- Work instructions -
The task calls for the count of lines containing "house" in these records, given as a number with no other words.

- Records for the exercise -
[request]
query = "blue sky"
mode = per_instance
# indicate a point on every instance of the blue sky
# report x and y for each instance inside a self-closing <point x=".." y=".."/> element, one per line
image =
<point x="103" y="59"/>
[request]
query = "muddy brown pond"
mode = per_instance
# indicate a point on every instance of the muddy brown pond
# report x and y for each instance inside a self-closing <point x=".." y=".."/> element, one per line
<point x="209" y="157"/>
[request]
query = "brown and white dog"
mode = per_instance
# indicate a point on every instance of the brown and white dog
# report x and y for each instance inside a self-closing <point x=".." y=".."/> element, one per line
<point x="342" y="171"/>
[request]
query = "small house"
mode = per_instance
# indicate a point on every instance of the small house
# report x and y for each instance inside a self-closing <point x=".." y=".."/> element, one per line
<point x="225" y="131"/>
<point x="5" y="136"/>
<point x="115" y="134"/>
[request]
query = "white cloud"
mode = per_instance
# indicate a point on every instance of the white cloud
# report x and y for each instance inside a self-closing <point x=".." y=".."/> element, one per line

---

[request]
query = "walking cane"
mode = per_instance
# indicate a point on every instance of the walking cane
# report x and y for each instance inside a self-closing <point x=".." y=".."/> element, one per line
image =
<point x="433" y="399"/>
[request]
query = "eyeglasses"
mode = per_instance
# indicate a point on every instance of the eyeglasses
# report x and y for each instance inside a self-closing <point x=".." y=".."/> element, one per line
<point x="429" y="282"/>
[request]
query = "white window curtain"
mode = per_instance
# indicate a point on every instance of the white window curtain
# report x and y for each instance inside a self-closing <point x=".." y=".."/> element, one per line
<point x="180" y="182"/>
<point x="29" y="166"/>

- Solution for this exercise -
2